> [WHAT YOU NEED TO DO] Output each record below exactly, and include all of them.

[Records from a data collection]
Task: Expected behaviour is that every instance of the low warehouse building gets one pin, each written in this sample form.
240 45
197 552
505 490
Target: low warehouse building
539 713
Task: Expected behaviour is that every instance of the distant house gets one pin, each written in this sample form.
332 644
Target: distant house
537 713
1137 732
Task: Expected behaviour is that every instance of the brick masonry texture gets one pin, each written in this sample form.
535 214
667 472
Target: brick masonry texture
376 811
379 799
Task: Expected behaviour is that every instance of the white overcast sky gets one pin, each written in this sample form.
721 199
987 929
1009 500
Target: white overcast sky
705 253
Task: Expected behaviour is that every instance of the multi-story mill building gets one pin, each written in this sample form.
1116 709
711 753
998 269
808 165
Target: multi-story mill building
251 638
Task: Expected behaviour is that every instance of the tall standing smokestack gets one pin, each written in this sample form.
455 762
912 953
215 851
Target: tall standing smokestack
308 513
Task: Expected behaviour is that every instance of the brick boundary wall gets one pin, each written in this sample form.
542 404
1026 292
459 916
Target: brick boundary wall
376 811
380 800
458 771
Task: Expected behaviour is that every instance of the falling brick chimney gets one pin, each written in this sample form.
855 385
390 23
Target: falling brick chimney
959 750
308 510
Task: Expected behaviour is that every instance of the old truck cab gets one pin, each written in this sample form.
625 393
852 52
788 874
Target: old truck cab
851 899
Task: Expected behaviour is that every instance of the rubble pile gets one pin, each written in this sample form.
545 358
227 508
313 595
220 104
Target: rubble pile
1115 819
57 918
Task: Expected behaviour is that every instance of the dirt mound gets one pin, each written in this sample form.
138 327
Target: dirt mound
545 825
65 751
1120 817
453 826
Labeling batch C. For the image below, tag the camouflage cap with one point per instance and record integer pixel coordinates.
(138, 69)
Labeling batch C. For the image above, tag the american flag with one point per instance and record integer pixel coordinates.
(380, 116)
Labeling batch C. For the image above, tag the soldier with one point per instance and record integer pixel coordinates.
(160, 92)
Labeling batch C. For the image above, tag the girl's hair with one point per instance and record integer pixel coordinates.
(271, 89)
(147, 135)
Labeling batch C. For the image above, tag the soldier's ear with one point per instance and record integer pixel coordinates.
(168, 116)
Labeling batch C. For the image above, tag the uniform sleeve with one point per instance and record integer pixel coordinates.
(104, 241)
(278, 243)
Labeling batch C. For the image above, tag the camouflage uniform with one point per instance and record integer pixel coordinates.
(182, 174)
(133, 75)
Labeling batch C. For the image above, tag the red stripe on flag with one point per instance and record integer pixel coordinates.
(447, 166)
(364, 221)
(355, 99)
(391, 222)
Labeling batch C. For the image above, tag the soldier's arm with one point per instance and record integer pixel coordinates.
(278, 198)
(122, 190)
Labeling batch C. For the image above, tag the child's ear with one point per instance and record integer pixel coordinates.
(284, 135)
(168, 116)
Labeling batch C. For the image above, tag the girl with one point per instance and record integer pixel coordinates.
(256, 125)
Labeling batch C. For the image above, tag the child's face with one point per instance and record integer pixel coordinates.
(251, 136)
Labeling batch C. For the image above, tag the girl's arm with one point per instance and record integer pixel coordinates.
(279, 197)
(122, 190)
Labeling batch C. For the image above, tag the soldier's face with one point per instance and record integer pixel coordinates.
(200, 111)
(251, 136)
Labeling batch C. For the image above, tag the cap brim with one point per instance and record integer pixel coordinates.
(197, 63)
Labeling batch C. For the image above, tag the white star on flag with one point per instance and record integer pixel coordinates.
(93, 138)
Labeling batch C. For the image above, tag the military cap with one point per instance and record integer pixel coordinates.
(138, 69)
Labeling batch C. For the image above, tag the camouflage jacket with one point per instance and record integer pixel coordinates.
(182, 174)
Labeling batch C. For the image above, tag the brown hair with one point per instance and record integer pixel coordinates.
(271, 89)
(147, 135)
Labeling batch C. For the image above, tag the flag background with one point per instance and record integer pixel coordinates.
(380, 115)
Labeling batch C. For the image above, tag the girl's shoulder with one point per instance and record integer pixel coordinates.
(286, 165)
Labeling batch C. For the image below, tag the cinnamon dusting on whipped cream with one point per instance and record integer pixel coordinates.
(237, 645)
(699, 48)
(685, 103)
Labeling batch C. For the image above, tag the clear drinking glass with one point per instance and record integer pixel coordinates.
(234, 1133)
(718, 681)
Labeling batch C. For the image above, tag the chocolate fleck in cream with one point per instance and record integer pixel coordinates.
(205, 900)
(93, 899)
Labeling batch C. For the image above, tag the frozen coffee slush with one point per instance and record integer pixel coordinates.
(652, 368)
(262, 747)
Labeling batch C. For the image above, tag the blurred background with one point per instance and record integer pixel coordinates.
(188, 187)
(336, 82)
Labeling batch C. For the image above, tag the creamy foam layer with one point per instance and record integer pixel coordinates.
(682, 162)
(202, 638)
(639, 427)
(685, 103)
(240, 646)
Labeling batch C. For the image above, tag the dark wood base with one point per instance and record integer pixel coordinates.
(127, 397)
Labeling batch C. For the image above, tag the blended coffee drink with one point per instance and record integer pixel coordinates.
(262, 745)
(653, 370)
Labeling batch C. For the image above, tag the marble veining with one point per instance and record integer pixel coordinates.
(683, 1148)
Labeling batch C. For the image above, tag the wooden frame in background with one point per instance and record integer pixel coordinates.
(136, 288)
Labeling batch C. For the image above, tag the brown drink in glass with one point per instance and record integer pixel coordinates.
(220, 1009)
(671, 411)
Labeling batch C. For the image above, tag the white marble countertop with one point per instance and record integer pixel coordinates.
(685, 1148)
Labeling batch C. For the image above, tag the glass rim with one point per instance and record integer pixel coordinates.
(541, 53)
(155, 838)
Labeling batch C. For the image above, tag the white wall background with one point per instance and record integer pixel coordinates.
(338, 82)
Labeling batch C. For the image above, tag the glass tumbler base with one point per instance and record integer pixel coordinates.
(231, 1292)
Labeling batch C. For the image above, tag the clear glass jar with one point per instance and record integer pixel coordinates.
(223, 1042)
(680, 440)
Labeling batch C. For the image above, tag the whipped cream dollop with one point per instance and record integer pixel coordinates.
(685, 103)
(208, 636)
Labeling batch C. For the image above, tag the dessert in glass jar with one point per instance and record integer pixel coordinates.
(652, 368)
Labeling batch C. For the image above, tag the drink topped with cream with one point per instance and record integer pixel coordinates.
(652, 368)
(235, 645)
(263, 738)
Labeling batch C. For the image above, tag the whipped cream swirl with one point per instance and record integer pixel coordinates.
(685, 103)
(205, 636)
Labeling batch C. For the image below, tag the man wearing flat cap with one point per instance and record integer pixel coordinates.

> [RESPONSE BELOW]
Task: Expected behaviour is that every instance of the low warehouse building gets one pin, each written in this sample form.
240 45
197 552
505 490
Target: low warehouse building
539 713
Task: Expected behaviour is that every instance of the distant house gets one pin, each written in this sample form.
332 644
Target: distant house
537 713
1137 732
Task: Expected behaviour is that every instance of the brick masonry texture gets one pin, each written in this sample form.
535 214
667 472
Target: brick masonry texture
376 811
379 799
Task: Expected behaviour is that every instance of the white overcast sky gets one pin, each written in this sample form.
721 199
987 929
1009 500
Target: white overcast sky
705 253
Task: Expected behaviour is that every instance of the multi-story mill building gets one pin, each written in this sample form.
1116 709
711 753
998 269
808 165
Target: multi-story mill building
251 638
Task: Expected behaviour is that every instance of the tall standing smokestack gets one pin, each written in this sample form.
455 762
912 953
215 851
Target: tall standing smokestack
308 513
Task: Expected behaviour is that every instance of the brick boundary wall gets one pin, each written in this sample form.
542 404
1026 292
459 916
Target: brick boundary wall
376 811
380 800
458 771
Task: Expected behaviour is that every instance of the falling brick chimney gets one pin, each written in this sample form.
855 385
390 23
Target: falling brick chimney
959 750
308 510
Task: Expected behaviour is that every instance of the old truck cab gets one pin, each written in this sample form.
625 393
852 52
788 874
Target: old truck cab
851 899
Task: Expected behaviour is that every instance of the rubble pile gets one pin, each written in this sample form.
545 358
227 508
313 595
220 104
Target: rubble pile
1115 819
57 918
Task: Expected behaviour is that every instance of the dirt mound gets one pin, each written in this sample form.
138 327
Target: dirt mound
545 825
65 751
1120 817
453 826
Labeling batch C. For the image below, tag the camouflage cap with one point per instance and record integer pixel coordinates.
(138, 69)
Labeling batch C. For the image above, tag the american flag with one point per instance and record integer pixel coordinates.
(380, 116)
Labeling batch C. For the image above, tag the soldier with one point per instance and record integer pixel coordinates.
(160, 92)
Labeling batch C. For the image above, tag the girl's hair with one point per instance and record integer pixel coordinates.
(271, 89)
(147, 135)
Labeling batch C. For the image above, tag the soldier's ear with one point per instance and record integer pixel coordinates.
(168, 116)
Labeling batch C. For the image above, tag the uniform sleeve with one point per instance and record integer pixel coordinates.
(104, 241)
(278, 243)
Labeling batch C. For the image above, tag the camouflage uniform with one point per instance and record integer pixel coordinates.
(182, 174)
(133, 75)
Labeling batch C. For the image above, tag the red stripe on flag with one point per instance and record integer pixel coordinates.
(447, 166)
(364, 221)
(355, 99)
(391, 222)
Labeling batch C. For the image above, tag the soldier's arm with one point per instance and record integer pixel coordinates.
(278, 198)
(122, 190)
Labeling batch C. For the image above, tag the child's ear with one point per instance and record integer pixel coordinates.
(284, 135)
(168, 116)
Labeling batch C. For the image above, tag the girl with one point per instance and record integer pixel coordinates.
(256, 125)
Labeling batch C. For the image above, tag the child's face with one point per instance and record integer pixel coordinates.
(251, 136)
Labeling batch C. For the image above, tag the girl's arm with one point per instance and record integer pixel coordinates.
(279, 197)
(122, 190)
Labeling batch C. For the image above, tag the soldier's face with one point per instance and record integer pixel coordinates.
(200, 111)
(251, 136)
Labeling batch C. For the image above, tag the cap brim with one point per instance and record integer pixel coordinates.
(197, 63)
Labeling batch C. For the image above, tag the white star on flag with one point per instance and record integer pixel coordinates.
(93, 138)
Labeling batch C. For the image above, tag the military cap with one point per instance and record integer pixel coordinates.
(138, 69)
Labeling batch C. For the image above, tag the camouflage jacket with one point per instance and record integer pixel coordinates.
(182, 174)
Labeling batch C. For the image above, tag the brown hair with one point per instance and record integer pixel coordinates.
(271, 89)
(147, 135)
Labeling batch C. For the image above, tag the flag background with one point per instance and record integer pixel coordinates.
(380, 115)
Labeling batch C. For the image above, tag the girl's shoulder with one point per instance and record integer pixel coordinates.
(286, 165)
Labeling batch C. For the image below, tag the cinnamon dusting on whipped cream with one point per instance and record integer pixel coordinates.
(237, 645)
(699, 48)
(685, 103)
Labeling batch C. For the image above, tag the clear drinking glass with one point per instance and record integer pixel coordinates.
(234, 1133)
(718, 681)
Labeling batch C. For the image above, tag the chocolate fleck in cream with one point per instance and record integer pixel coordinates.
(205, 900)
(93, 899)
Labeling batch C. For the image above, tag the frozen coffee slush with one point per instance and record integer pixel coordinates.
(652, 368)
(262, 747)
Labeling batch C. For the image above, tag the blurred background with one point per instance and record integer pixel coordinates.
(188, 187)
(336, 82)
Labeling batch C. For the image above, tag the creamy foam layer with one point per instance and record integer pixel coordinates.
(682, 162)
(202, 638)
(639, 427)
(685, 103)
(240, 646)
Labeling batch C. For the image above, tag the dark wood base with one point per instance and record integer pixel coordinates.
(127, 397)
Labeling batch C. For the image above, tag the blended coffee drink with one point per instance and record integer pixel coordinates.
(262, 745)
(653, 370)
Labeling batch C. For the image above, tag the marble veining with one point per instance and record integer pixel coordinates.
(683, 1148)
Labeling batch C. For the image above, tag the wooden frame in background with one point per instance and record integer pixel coordinates.
(136, 288)
Labeling batch C. For the image above, tag the brown drink in glass with one point per instance and record integer pixel coordinates.
(220, 1009)
(671, 411)
Labeling batch C. For the image above, tag the white marble countertop with one point per instance and record integer pixel coordinates.
(685, 1148)
Labeling batch C. For the image above, tag the glass rim with one point per instance and record integer pixel coordinates.
(541, 53)
(155, 838)
Labeling batch C. For the image above, tag the white wall background with one point per instance and record integer pixel coordinates.
(338, 82)
Labeling batch C. For the image above, tag the glass tumbler base with one point per instance and record integer pixel coordinates.
(231, 1292)
Labeling batch C. For the image above, tag the clear glass jar with one point per instance and record integer pixel coordinates.
(223, 1042)
(680, 440)
Labeling batch C. For the image above, tag the whipped cream dollop with one point per instance and record integer pixel coordinates.
(685, 103)
(208, 636)
Labeling batch C. For the image above, tag the dessert in glass jar with one point per instance and record integer pixel coordinates.
(652, 368)
Labeling batch C. For the image above, tag the drink topped with cream with one point per instance and record integer pixel coordinates.
(652, 368)
(235, 645)
(263, 738)
Labeling batch C. For the image above, tag the whipped cream swirl with one point per instance and record integer pixel coordinates.
(685, 103)
(205, 636)
Labeling batch C. For the image below, tag the man wearing flat cap with one point per instance and record integer pixel coordinates.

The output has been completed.